◆ ISTRUZIONI ESERCIZIO
Rispondi alle seguenti domande sul testo fornito:
1. Secondo il testo fornito, con quale atto resta sanata la nullità della notificazione del ricorso per cassazione eseguita da ufficiale giudiziario incompetente?
2. In quale veste avevano partecipato in prime cure R. e D.F.?
3. In base a quale articolo del c.p.c. il giudice deve ordinare l'integrazione del contraddittorio?

◆ TESTO FORNITO
Invero la nullità della notificazione del ricorso per cassazione eseguita da ufficiale giudiziario incompetente non si estende al ricorso e resta sanata con la costituzione dell’intimato, ai sensi dell’art. 156 c.p.c., comma 3, con effetto ex tunc, senza che possa invocarsi il passaggio in giudicato della sentenza impugnata, ove tale costituzione sia avvenuta dopo la scadenza del termine per ricorrere (cfr. Cass. sez. lav. 27.5.1996, n. 4870; Cass. 30.8.2011, n. 17804).

Vanno reiterati i rilievi e le argomentazioni tutte di cui all’ordinanza dei 5.10/30.11.2016, segnatamente i rilievi e le argomentazioni che seguono.

Ossia che nelle cause aventi ad oggetto l’impugnazione di un testamento olografo per nullità, in considerazione dell’unità del rapporto dedotto in giudizio, sussiste litisconsorzio necessario anche nei confronti di tutti gli eredi legittimi, in quanto l’eventuale accoglimento della domanda porterebbe alla dichiarazione di invalidità del testamento ed alla conseguente apertura della successione legittima (cfr. Cass. 14.1.2010, n. 474; Cass. 7.3.2016, n. 4452).

Ossia che, a seguito di intervento adesivo volontario, ai sensi dell’art. 105 c.p.c., si configura un litisconsorzio necessario processuale e la causa deve considerarsi inscindibile nei confronti dell’interventore (cfr. Cass. 6.5.2015, n. 9150; Cass. 3.4.2007, n. 8350).

Ossia che non si ha riscontro della presenza in appello di R. e D.F., attrici in prime cure e litisconsorti necessarie.

Ossia che non si ha riscontro della presenza in appello di O. ed D’.El., interventrici in prime cure e parimenti litisconsorti necessarie (contrariamente all’assunto della ricorrente – cfr. osservazioni scritte pag. 3 – l’ordinanza dei 5.10/30.11.2016 fa riferimento anche all’interventrice D’.El.).

Ossia che, quando la sentenza sia stata pronunciata fra più parti in causa inscindibile (cioè fra più parti legate da vincolo di litisconsorzio necessario) o in cause tra loro dipendenti e la parte soccombente o una delle parti soccombenti si sia limitata a proporre appello contro una parte o solo contro le parti vittoriose, non notificando, quindi, l’atto a tutte le parti del precedente giudizio, il giudice deve ordinare l’integrazione del contraddittorio ai sensi dell’art. 331 c.p.c. (cfr. Cass. 27.7.2001, n. 10297).

◆ INSIEME DI RIGHE

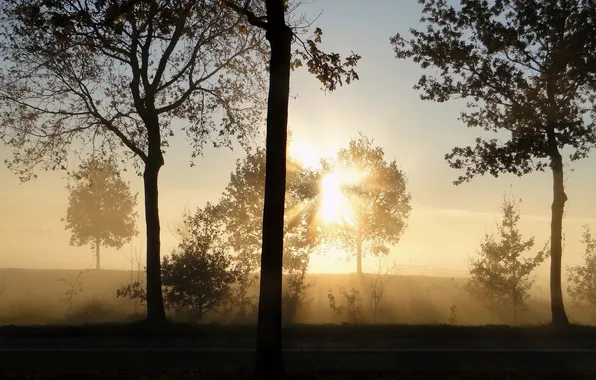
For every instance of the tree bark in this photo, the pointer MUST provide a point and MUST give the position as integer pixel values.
(97, 243)
(269, 362)
(358, 252)
(155, 307)
(559, 317)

◆ RISULTATO ESERCIZIO
1. Con la costituzione dell'intimato, ai sensi dell'art. 156 c.p.c., comma 3, con effetto ex tunc.
2. Come attrici, ed erano litisconsorti necessarie.
3. In base all'art. 331 c.p.c.